-- START MATERIAL FOR THIS TASK --

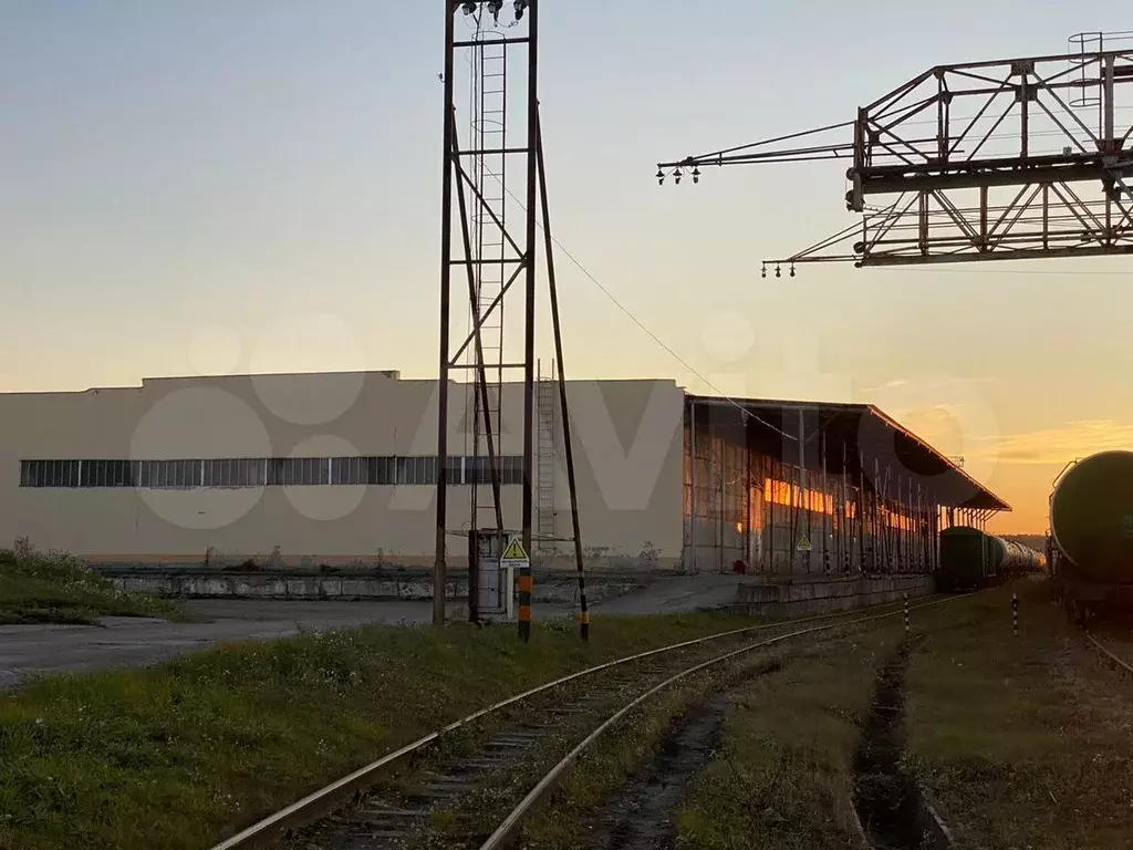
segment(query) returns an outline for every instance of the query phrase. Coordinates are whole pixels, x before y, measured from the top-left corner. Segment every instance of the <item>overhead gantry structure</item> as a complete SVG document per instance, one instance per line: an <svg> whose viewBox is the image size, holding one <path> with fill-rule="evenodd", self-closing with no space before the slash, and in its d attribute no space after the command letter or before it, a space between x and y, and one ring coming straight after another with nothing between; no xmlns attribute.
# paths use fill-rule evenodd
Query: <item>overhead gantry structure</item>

-- END MATERIAL FOR THIS TASK --
-- START MATERIAL FOR THIS TASK --

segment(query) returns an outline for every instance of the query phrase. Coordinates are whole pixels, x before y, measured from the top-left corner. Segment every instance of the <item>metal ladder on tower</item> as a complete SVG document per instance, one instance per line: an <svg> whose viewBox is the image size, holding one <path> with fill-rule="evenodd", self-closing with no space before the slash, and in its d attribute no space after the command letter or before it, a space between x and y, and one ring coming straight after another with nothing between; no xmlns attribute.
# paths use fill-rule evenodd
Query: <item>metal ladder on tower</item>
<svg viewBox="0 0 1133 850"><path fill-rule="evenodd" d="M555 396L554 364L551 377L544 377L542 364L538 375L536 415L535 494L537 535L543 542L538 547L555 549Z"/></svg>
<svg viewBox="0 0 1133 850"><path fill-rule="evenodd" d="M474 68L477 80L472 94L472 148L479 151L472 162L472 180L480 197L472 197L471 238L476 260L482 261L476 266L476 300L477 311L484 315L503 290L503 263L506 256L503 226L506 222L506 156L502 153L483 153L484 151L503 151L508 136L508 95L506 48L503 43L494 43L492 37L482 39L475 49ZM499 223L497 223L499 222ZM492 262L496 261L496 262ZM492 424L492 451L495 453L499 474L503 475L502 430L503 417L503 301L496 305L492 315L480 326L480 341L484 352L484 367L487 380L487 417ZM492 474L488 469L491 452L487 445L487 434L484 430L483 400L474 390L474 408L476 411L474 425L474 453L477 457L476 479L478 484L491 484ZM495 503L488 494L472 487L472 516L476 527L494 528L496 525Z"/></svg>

-- END MATERIAL FOR THIS TASK --
-- START MATERIAL FOR THIS TASK --

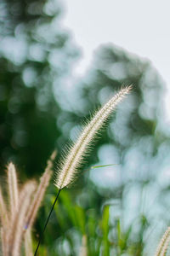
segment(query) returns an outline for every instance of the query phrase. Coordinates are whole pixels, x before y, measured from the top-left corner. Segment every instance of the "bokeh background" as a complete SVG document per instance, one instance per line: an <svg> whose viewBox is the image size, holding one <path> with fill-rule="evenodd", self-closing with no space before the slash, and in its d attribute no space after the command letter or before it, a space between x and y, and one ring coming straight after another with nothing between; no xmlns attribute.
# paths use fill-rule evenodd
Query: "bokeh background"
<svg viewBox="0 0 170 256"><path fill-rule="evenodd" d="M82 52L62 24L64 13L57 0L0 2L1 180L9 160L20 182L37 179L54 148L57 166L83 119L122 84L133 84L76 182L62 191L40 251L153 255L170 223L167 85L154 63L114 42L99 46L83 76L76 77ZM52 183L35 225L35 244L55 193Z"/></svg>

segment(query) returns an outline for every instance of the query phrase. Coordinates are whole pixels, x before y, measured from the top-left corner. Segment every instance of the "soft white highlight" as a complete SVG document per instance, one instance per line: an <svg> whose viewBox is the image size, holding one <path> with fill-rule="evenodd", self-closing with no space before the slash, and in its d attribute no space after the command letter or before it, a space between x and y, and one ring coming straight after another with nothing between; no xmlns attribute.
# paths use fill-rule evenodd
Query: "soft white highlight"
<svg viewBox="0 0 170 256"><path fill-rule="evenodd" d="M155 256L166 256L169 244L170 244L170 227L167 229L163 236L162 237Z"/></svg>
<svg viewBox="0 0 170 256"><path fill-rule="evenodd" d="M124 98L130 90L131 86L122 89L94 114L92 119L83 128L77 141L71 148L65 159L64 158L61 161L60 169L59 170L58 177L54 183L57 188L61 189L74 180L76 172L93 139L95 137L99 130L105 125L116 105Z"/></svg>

-- END MATERIAL FOR THIS TASK --

WHAT IS EXPECTED -
How many lines in the records contain the word "bokeh"? Reply with only the number.

EXERCISE SOLUTION -
2